> DOCUMENT SECTION:
· · · ·
Western Media Dumps Stories on Nord Stream Sabotage Shifting Blame from US

The narrative is that people with ties to Ukraine, but not the government, carried out the attack

Since The New York Times published a story on Tuesday that cited US officials who claimed the bombings of the Nord Stream pipelines were conducted by a “pro-Ukrainian group,” articles have appeared across Western media making similar allegations.

The deluge of stories came almost one month after investigative journalist Seymour Hersh published a report that said President Biden ordered the attack on the natural gas pipelines, which connect Russia to Germany. The New York Times report only mentioned Hersh’s report to say US officials denied its allegations.

Since The New York Times reported on the pipeline sabotage, articles reinforcing the narrative have appeared in the German newspaper Die Zeit, The Washington Post, The Wall Street Journal, The Times of London, and many other outlets.

Piecing the stories together, the general narrative is that a group of private individuals with ties to Ukraine, but not the government, carried out the attack using a yacht owned by a Ukrainian. Before these new allegations, the theory among Western investigators was that the sabotage was likely carried out by state actors due to the amount of explosives and sophisticated operations that would be required to plant them.

Hersh’s report said US Navy divers planted explosives on the pipelines during NATO exercises in the Baltic Sea in June 2022. It said Norway cooperated with the US, and a Norwegian Navy P8 surveillance plane dropped a sonar buoy that detonated the explosives on September 26, 2022.

Even without Hersh’s report, the US is a prime suspect since it had the motive to destroy the pipelines. The US had for years tried to block the construction of Nord Stream 2, and President Biden threatened to “bring an end” to the pipeline if Russia invaded Ukraine. After the blasts, Secretary of State Antony Blinken called it a “tremendous opportunity” to get Europe off Russian gas.
· · · ·
> LISTED ENTRIES:
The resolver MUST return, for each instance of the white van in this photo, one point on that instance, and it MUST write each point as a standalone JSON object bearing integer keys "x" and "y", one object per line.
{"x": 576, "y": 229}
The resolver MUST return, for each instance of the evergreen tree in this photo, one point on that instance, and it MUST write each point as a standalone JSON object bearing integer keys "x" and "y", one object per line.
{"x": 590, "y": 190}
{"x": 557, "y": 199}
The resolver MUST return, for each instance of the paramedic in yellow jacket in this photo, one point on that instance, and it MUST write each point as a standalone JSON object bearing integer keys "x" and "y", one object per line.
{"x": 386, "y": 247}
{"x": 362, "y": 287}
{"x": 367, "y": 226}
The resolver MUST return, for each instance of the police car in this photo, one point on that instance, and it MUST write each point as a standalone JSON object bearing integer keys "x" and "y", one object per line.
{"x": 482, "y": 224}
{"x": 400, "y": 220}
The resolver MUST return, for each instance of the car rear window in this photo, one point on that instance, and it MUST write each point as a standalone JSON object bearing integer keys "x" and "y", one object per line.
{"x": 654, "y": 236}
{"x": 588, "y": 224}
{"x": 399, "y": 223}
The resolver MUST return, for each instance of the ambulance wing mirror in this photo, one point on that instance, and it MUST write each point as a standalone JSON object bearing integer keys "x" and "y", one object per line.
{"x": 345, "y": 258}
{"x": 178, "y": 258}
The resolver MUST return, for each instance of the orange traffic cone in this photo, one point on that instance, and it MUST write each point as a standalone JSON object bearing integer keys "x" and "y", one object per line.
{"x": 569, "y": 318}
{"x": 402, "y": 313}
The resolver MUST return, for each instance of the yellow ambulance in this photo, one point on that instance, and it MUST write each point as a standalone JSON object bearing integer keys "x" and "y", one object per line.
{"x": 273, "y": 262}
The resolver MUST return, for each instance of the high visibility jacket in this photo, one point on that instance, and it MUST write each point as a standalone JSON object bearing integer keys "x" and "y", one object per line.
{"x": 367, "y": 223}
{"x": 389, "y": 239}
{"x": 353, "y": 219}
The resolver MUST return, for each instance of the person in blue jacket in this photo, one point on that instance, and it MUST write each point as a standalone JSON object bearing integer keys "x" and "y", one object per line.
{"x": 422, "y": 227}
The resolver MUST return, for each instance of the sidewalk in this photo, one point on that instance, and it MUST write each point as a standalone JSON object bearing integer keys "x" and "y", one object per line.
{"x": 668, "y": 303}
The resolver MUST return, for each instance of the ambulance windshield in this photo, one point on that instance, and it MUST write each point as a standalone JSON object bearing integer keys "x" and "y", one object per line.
· · · ·
> PROBLEM 1: In the Nord Stream article, on what date does Hersh's report say the explosives were detonated?
> PROBLEM 2: Reproduce everything in the Nord Stream article from "Western Media Dumps" down to "making similar allegations.".

> FINAL ANSWER 1: September 26, 2022.

> FINAL ANSWER 2:
Western Media Dumps Stories on Nord Stream Sabotage Shifting Blame from US

The narrative is that people with ties to Ukraine, but not the government, carried out the attack

Since The New York Times published a story on Tuesday that cited US officials who claimed the bombings of the Nord Stream pipelines were conducted by a “pro-Ukrainian group,” articles have appeared across Western media making similar allegations.